§ PROBLEM DESCRIPTION
Hunt for the word "truss" across the entries below, copying each line that holds it.

§ SOURCE DATA
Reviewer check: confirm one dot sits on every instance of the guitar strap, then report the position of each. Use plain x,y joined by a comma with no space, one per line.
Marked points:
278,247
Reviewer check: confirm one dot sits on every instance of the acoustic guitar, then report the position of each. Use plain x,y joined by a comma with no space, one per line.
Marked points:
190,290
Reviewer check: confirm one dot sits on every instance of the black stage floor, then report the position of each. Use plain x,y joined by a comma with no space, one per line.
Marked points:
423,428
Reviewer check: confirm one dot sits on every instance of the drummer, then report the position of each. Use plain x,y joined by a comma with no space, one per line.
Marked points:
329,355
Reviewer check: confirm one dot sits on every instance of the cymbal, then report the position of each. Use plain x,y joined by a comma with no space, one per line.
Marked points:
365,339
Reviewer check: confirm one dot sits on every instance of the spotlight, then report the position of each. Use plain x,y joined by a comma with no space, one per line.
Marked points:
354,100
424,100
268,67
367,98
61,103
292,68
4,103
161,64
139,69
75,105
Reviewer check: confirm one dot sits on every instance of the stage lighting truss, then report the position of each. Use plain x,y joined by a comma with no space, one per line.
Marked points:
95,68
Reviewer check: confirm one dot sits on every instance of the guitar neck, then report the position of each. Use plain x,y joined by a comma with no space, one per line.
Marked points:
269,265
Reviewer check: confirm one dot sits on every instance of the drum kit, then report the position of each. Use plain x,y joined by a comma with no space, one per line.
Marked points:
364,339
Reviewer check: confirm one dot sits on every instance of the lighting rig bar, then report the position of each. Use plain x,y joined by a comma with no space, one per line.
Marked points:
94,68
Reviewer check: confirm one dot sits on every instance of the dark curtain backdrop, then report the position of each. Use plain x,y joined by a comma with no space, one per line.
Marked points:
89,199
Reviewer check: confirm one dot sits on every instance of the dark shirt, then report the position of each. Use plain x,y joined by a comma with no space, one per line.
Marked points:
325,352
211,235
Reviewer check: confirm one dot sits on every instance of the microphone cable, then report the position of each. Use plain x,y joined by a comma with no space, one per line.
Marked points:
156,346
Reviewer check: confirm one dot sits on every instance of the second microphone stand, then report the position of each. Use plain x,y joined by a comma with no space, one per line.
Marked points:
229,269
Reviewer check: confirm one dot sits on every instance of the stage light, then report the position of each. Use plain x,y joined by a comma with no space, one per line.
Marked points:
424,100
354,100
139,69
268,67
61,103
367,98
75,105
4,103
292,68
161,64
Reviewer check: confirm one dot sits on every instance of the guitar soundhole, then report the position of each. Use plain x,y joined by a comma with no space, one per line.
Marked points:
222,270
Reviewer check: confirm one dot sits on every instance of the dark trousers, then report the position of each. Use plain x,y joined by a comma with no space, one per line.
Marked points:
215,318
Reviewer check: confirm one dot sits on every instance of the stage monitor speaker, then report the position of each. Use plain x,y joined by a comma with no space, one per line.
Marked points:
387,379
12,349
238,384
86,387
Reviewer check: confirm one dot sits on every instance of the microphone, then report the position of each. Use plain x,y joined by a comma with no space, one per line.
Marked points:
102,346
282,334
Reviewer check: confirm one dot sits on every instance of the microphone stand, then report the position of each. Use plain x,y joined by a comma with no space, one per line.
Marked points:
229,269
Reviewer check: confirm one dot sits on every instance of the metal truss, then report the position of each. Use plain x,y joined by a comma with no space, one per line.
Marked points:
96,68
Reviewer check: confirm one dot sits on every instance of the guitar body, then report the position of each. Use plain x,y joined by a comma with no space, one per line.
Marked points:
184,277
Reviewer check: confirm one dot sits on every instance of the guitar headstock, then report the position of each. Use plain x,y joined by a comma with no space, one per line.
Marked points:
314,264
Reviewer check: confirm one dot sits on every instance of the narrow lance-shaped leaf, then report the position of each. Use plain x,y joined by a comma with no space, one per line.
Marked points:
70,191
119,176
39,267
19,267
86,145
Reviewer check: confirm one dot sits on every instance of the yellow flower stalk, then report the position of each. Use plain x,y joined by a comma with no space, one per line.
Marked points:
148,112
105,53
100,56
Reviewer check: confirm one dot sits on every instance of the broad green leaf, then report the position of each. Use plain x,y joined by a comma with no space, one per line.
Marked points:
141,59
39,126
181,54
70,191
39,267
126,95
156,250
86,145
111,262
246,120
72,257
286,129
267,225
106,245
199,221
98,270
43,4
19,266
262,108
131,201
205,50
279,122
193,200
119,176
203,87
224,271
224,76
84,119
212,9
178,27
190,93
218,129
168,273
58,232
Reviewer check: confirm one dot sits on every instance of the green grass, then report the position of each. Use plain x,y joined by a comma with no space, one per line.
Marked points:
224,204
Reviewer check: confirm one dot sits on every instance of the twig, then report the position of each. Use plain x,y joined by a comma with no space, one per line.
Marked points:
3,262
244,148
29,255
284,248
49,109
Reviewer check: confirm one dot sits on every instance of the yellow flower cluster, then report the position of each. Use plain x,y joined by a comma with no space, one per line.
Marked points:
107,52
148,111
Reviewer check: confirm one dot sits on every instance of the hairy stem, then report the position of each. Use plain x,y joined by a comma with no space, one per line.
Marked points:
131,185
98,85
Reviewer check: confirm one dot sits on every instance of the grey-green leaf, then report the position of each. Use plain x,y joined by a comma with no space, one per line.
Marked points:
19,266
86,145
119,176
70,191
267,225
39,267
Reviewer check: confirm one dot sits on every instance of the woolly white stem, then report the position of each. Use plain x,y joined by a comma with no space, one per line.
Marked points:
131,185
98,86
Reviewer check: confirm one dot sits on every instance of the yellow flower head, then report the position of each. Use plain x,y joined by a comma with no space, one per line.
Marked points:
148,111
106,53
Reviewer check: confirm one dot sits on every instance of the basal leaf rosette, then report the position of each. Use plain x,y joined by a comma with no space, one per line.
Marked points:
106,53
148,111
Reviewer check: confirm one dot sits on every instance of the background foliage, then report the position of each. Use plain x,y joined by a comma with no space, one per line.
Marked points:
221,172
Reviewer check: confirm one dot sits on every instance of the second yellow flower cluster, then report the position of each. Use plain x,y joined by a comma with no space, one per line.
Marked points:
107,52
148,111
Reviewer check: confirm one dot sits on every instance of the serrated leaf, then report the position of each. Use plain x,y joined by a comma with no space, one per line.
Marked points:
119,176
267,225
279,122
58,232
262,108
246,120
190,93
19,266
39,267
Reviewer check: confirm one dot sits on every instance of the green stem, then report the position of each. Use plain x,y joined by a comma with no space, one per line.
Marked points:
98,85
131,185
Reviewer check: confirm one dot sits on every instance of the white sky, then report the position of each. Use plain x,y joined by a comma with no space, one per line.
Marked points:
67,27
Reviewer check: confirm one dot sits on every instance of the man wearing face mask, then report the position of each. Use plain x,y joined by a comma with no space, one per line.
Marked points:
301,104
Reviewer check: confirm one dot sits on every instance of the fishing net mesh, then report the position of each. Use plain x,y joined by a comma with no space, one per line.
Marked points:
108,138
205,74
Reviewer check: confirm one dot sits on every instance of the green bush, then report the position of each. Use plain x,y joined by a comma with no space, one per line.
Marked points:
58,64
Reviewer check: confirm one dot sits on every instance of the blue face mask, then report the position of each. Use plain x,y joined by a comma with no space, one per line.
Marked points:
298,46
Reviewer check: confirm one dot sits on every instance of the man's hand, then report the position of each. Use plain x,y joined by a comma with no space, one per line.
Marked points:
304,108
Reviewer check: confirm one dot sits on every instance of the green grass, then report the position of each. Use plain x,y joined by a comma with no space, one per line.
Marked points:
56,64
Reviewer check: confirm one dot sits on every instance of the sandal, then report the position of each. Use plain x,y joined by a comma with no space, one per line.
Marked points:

§ FINISHED EXERCISE
Reviewer check: confirm one dot sits on every instance of the stage lighting truss, then report the position of each. Use plain x,y joined by a comma with no space, one per line.
Reviewer check: confirm one dot sits on every instance of the metal truss, then report the position of each. Use plain x,y joined by a comma with no space, one per line.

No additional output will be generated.